In the material below, copy out verbatim the lines from the one containing "Would you kindly indicate the floor-to-ceiling" through the one containing "column 38, row 942", both included.

▶ [Material provided]
··········

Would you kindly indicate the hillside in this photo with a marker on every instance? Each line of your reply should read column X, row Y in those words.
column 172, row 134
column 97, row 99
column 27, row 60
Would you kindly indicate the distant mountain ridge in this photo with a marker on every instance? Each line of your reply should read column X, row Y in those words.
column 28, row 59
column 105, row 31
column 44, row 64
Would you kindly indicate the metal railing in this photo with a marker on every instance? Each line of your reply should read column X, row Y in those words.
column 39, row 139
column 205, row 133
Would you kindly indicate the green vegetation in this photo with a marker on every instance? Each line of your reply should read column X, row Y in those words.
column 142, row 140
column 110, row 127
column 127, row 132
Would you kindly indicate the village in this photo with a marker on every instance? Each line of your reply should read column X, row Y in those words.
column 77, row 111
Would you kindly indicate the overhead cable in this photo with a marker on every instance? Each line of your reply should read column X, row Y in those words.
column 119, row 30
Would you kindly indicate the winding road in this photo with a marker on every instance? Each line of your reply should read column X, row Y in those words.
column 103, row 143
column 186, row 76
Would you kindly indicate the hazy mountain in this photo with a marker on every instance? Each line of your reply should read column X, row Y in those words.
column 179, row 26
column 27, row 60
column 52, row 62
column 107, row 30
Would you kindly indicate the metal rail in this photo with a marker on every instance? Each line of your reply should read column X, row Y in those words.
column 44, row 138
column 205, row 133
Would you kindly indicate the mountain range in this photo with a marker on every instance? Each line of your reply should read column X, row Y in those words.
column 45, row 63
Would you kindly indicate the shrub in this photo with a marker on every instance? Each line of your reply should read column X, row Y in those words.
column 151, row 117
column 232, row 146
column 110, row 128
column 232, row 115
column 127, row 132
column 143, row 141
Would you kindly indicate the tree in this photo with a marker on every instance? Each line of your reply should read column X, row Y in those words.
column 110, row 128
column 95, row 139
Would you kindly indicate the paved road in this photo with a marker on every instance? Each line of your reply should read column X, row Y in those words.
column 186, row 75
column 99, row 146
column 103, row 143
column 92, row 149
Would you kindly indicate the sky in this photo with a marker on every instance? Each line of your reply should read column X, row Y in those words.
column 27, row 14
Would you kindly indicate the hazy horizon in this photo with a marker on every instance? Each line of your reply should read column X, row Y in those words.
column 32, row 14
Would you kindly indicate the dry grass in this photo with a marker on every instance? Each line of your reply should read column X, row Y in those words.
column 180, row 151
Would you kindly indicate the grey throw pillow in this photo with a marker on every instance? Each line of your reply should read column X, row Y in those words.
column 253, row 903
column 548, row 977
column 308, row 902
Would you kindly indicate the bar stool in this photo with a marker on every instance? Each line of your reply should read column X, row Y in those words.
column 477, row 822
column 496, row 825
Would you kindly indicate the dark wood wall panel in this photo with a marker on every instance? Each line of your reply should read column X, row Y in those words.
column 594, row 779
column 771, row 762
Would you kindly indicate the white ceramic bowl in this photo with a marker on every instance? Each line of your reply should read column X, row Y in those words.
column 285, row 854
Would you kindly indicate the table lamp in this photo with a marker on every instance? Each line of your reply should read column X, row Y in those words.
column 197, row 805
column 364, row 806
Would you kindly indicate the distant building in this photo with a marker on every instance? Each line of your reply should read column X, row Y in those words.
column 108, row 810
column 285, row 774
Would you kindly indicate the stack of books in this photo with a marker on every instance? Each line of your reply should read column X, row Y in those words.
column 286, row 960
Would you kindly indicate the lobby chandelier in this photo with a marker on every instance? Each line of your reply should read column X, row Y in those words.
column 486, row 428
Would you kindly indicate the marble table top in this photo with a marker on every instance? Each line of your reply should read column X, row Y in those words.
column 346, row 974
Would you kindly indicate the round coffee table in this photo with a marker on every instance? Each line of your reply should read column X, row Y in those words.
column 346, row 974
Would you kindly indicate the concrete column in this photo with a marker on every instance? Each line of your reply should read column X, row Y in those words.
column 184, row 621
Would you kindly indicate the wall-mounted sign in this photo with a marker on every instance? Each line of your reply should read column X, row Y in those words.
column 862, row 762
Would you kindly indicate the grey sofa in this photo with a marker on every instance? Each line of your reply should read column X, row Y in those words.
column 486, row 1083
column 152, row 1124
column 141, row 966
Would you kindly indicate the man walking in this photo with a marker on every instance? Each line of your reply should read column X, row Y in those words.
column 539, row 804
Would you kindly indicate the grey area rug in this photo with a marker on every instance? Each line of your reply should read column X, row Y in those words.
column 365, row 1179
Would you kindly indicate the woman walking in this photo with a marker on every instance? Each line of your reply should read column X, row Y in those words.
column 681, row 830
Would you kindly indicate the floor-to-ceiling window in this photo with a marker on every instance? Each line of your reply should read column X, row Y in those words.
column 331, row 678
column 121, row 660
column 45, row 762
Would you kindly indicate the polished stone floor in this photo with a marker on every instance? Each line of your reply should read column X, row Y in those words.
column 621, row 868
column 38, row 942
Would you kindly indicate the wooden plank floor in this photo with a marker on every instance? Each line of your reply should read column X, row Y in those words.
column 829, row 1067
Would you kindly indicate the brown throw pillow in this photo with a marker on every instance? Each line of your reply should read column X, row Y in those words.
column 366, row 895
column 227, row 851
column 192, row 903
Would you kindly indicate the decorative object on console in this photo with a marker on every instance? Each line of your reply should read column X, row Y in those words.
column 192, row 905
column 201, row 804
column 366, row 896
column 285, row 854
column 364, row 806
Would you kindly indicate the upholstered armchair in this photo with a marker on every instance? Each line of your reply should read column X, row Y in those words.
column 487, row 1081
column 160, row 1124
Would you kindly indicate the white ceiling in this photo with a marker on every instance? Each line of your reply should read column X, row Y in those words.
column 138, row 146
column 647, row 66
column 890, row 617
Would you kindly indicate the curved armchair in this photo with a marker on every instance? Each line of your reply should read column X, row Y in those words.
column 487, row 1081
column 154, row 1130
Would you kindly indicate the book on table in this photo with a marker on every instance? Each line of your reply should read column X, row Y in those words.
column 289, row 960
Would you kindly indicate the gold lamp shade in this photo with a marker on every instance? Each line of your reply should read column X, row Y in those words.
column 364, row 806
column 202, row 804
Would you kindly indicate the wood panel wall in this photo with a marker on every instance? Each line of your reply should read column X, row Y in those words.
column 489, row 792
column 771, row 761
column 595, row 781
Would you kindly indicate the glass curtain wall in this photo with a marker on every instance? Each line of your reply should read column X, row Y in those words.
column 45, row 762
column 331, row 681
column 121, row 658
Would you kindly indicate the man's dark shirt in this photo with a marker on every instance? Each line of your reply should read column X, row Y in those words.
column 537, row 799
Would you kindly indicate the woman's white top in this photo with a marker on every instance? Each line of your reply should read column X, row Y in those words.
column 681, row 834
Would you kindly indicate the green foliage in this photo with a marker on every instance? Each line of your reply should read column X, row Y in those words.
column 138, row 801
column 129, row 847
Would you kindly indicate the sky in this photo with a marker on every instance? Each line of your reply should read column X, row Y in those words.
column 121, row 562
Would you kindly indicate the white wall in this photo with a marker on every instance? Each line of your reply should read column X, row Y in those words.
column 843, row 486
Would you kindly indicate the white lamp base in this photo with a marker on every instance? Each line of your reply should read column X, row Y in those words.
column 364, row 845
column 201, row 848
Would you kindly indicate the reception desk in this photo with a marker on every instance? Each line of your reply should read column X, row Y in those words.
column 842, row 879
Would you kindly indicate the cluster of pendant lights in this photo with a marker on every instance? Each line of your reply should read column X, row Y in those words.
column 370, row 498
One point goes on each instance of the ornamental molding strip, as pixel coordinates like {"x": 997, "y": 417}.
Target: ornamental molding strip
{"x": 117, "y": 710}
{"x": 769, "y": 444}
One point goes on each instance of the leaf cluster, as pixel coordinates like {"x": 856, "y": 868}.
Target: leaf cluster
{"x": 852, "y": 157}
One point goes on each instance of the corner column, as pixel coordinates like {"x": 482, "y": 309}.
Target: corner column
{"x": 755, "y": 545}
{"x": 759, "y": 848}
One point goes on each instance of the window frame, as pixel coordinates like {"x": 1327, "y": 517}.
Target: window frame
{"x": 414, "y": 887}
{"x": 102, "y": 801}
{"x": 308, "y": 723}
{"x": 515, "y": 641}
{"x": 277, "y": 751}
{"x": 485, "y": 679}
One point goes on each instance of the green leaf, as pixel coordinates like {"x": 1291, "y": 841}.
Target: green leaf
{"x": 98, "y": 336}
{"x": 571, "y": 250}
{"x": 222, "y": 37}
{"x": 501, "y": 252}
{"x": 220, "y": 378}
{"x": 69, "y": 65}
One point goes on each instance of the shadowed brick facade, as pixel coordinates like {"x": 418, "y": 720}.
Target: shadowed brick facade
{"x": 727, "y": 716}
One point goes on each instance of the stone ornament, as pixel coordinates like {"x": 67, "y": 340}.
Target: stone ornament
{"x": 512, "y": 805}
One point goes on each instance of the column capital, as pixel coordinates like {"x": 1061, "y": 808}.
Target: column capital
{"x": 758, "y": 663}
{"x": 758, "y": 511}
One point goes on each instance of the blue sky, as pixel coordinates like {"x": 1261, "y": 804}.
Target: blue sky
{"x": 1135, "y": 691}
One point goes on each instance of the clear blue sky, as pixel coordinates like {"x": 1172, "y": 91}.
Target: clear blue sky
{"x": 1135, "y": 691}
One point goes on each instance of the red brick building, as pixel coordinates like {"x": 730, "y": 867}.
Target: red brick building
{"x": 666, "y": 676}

··········

▶ [Task answer]
Would you kindly indicate the floor-to-ceiling window in this photo with a marker on every instance? Each line of your reply should read column X, row Y in those words.
column 331, row 678
column 121, row 660
column 45, row 762
Would you kindly indicate the polished stone floor in this photo with a marker on every instance? Each line of your reply should read column X, row Y in those words.
column 621, row 868
column 38, row 942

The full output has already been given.